• **Task inputs**:

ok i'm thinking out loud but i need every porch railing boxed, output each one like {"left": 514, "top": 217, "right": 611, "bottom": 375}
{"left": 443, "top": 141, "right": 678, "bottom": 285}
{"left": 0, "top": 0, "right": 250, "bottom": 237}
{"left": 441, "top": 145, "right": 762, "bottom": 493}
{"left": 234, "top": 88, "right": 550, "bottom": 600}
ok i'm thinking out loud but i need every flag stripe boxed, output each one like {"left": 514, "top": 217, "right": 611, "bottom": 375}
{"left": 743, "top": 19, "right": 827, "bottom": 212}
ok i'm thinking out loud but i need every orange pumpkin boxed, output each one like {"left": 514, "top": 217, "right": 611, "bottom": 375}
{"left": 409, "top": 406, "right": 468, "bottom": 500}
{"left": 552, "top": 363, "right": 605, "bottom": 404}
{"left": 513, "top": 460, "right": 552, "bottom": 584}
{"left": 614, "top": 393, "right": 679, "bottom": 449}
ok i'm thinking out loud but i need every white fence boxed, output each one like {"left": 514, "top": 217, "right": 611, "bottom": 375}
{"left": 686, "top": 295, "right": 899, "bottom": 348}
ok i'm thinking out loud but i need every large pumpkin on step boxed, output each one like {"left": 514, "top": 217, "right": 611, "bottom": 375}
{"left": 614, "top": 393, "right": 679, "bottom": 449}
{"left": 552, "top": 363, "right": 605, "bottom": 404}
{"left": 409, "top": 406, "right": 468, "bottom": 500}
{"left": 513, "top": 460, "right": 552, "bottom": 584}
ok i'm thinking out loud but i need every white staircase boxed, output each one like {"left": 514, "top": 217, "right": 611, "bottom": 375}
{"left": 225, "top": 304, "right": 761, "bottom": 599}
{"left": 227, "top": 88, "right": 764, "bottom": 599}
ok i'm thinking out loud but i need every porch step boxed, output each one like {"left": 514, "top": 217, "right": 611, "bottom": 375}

• **Problem description**: Each entry above is to be quoted exactly.

• **Worked solution**:
ok i'm thinking out loud but i need every porch railing boxed, output each one like {"left": 514, "top": 217, "right": 611, "bottom": 375}
{"left": 443, "top": 141, "right": 678, "bottom": 285}
{"left": 0, "top": 0, "right": 250, "bottom": 237}
{"left": 441, "top": 145, "right": 762, "bottom": 493}
{"left": 234, "top": 88, "right": 550, "bottom": 600}
ok i'm thinking out loud but i need every flag stripe boxed, output each one like {"left": 514, "top": 217, "right": 611, "bottom": 375}
{"left": 743, "top": 19, "right": 827, "bottom": 212}
ok i'm thinking out loud but i need every orange pumpkin boxed, output each one like {"left": 514, "top": 217, "right": 611, "bottom": 375}
{"left": 409, "top": 406, "right": 468, "bottom": 500}
{"left": 552, "top": 363, "right": 605, "bottom": 404}
{"left": 513, "top": 460, "right": 552, "bottom": 584}
{"left": 614, "top": 393, "right": 679, "bottom": 449}
ok i'm thinking out loud but i need every white fence boxed, output each one like {"left": 514, "top": 217, "right": 611, "bottom": 375}
{"left": 686, "top": 295, "right": 899, "bottom": 348}
ok i'm thinking out loud but i need every large pumpkin on step boxed, output each one like {"left": 514, "top": 217, "right": 611, "bottom": 375}
{"left": 614, "top": 393, "right": 679, "bottom": 449}
{"left": 552, "top": 363, "right": 605, "bottom": 404}
{"left": 409, "top": 406, "right": 468, "bottom": 500}
{"left": 513, "top": 460, "right": 552, "bottom": 584}
ok i'm thinking out loud but i need every white staircase boxed, output each one like {"left": 514, "top": 217, "right": 611, "bottom": 375}
{"left": 225, "top": 304, "right": 761, "bottom": 599}
{"left": 227, "top": 88, "right": 764, "bottom": 599}
ok i'm thinking out loud but i need every porch step boxed, output each one like {"left": 514, "top": 217, "right": 611, "bottom": 375}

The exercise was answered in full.